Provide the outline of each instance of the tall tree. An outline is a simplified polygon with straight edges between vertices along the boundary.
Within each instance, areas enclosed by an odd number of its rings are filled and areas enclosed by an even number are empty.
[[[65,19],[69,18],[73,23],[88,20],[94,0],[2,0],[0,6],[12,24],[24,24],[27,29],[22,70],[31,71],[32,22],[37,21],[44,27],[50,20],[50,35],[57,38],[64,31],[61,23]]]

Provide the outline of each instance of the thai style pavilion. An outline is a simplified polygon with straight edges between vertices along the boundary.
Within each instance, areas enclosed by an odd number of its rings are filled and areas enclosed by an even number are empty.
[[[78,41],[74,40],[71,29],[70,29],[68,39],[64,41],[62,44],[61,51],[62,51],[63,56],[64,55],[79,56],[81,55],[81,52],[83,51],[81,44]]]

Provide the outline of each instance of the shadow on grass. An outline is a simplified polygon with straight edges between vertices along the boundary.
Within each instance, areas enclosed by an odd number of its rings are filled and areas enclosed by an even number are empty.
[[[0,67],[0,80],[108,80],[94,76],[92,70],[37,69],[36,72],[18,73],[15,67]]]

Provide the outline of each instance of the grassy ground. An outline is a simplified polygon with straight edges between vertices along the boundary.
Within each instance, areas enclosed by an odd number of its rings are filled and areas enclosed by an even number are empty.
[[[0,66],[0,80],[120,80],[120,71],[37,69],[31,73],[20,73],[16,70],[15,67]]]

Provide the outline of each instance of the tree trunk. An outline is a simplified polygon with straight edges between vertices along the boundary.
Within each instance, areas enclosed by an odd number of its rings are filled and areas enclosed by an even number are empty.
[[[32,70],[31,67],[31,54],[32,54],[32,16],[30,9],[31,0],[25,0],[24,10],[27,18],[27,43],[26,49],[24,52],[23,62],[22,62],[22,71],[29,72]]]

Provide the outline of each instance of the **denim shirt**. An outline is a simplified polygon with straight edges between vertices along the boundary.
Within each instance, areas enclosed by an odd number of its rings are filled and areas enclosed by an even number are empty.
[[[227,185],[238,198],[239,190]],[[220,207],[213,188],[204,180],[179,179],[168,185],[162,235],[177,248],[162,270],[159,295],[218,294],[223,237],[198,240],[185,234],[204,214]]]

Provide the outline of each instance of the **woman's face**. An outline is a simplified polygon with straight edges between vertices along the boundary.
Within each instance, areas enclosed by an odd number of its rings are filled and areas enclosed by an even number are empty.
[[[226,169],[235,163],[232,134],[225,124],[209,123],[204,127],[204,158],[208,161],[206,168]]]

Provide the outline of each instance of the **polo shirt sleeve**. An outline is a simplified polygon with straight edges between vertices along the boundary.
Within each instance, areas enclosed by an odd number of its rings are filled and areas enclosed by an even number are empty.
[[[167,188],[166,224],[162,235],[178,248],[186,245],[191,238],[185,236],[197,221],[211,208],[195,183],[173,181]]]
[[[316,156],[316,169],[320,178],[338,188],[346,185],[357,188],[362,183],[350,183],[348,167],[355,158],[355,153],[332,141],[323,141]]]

◇ ◇ ◇

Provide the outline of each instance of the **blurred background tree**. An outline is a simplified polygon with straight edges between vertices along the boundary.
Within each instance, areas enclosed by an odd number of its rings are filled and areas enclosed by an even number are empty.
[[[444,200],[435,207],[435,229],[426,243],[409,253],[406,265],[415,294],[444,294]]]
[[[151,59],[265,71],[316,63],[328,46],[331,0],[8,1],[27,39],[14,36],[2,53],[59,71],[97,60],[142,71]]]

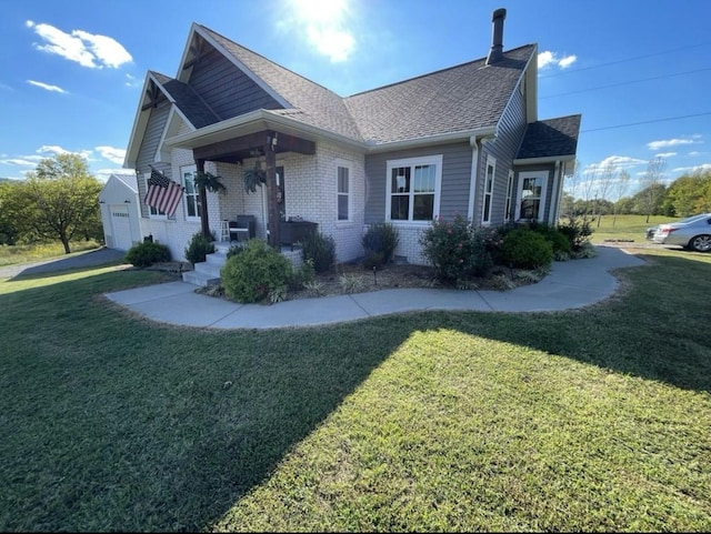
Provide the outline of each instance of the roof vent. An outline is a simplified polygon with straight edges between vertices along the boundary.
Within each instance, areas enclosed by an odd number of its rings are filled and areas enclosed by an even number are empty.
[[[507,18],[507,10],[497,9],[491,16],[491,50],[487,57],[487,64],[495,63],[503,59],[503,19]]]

◇ ◇ ◇

WHAT NEEDS TO BE DONE
Copy out every line of the items above that contains the word "shirt", reproducing each such line in full.

RESULT
Provide the outline of each instance of the **denim shirt**. An outline is a simplified polygon with straight edges between vertices along the boundary.
Provide the outline of each instance of the **polo shirt sleeve**. An outline is a simplified polygon with straight edges between vertices along the boundary.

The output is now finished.